What to produce:
Gather every line of the listing below that contains the word "porch", and copy each of those lines in full.

Records shown:
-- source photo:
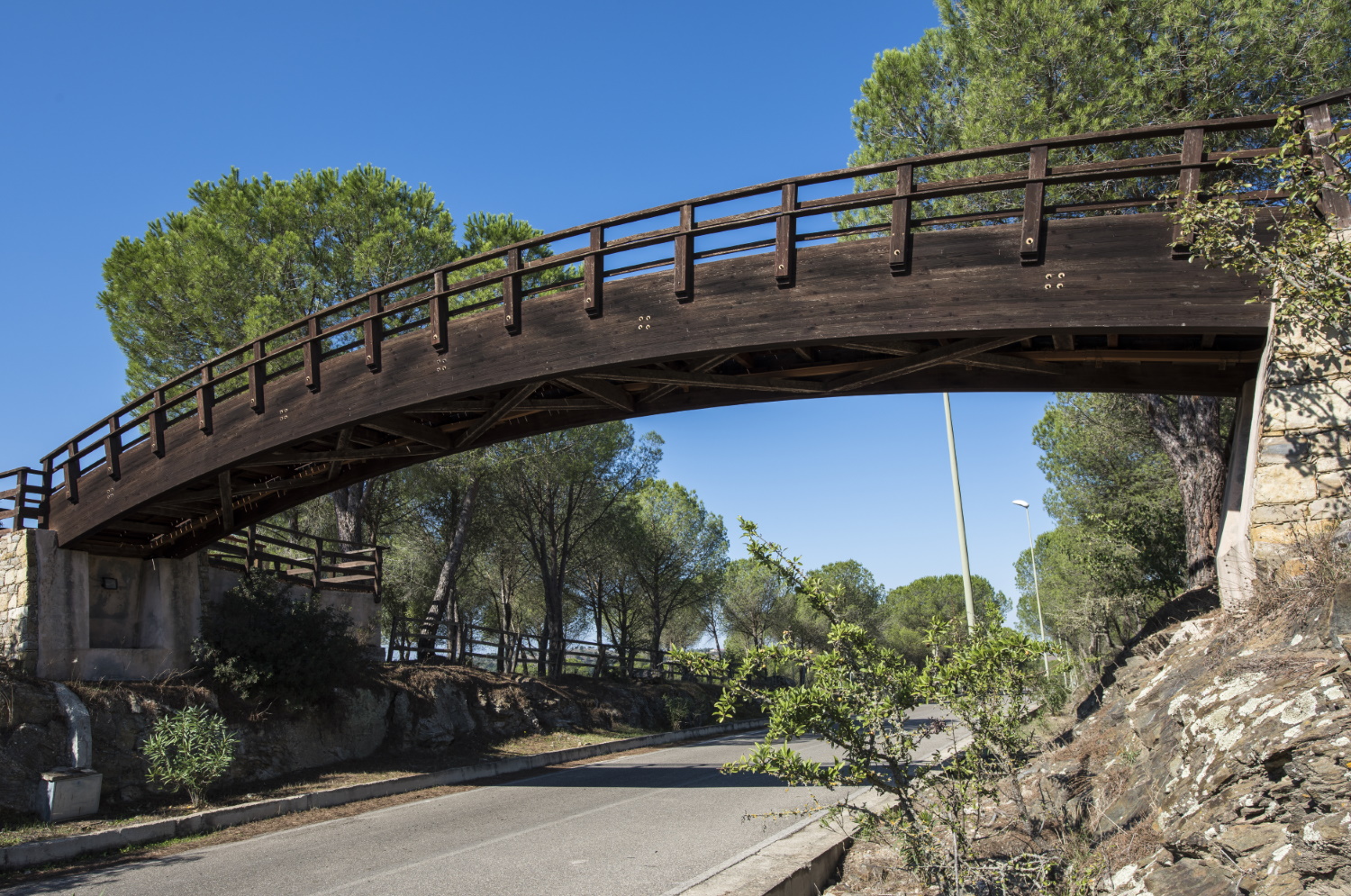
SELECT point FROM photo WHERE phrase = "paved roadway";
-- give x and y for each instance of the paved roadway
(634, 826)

==

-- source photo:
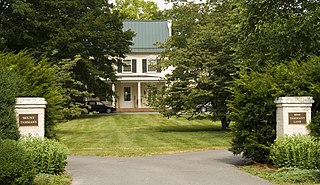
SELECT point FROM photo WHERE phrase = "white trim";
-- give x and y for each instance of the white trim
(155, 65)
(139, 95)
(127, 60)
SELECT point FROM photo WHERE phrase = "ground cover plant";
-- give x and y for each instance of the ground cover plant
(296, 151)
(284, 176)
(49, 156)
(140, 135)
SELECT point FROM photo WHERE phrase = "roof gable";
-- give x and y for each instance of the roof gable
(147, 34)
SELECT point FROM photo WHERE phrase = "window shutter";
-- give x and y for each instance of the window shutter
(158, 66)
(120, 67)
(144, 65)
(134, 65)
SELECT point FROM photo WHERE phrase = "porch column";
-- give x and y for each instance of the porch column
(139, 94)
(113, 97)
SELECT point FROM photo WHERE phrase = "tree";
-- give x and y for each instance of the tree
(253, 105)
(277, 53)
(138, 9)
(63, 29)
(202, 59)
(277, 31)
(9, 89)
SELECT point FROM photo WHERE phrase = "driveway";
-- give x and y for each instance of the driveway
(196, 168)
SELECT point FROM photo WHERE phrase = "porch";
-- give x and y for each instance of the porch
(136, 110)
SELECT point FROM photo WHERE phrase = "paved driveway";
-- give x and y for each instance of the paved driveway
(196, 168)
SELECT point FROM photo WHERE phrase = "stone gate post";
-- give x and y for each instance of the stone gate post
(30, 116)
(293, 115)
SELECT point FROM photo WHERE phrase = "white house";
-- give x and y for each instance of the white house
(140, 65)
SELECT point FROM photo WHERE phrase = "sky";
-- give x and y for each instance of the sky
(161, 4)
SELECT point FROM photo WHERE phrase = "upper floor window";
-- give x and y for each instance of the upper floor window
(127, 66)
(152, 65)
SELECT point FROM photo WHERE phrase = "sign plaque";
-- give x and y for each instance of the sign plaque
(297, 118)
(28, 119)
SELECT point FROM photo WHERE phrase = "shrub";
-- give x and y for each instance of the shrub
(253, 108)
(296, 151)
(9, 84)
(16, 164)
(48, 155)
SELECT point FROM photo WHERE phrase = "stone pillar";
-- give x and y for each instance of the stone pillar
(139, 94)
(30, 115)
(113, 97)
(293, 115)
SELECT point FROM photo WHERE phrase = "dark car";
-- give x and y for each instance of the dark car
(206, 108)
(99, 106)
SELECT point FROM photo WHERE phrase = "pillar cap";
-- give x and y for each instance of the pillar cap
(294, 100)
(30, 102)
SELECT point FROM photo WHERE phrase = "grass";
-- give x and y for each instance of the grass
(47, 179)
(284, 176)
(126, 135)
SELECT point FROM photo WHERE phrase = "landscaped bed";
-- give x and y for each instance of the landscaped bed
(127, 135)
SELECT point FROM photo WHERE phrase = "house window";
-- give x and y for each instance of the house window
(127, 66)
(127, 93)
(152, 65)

Result for this exercise:
SELECT point FROM photo WHERE phrase = "porch column";
-- give x and y for each instance of the porch column
SELECT point FROM photo WHERE phrase = "porch";
-- give x and y for each instance of the porch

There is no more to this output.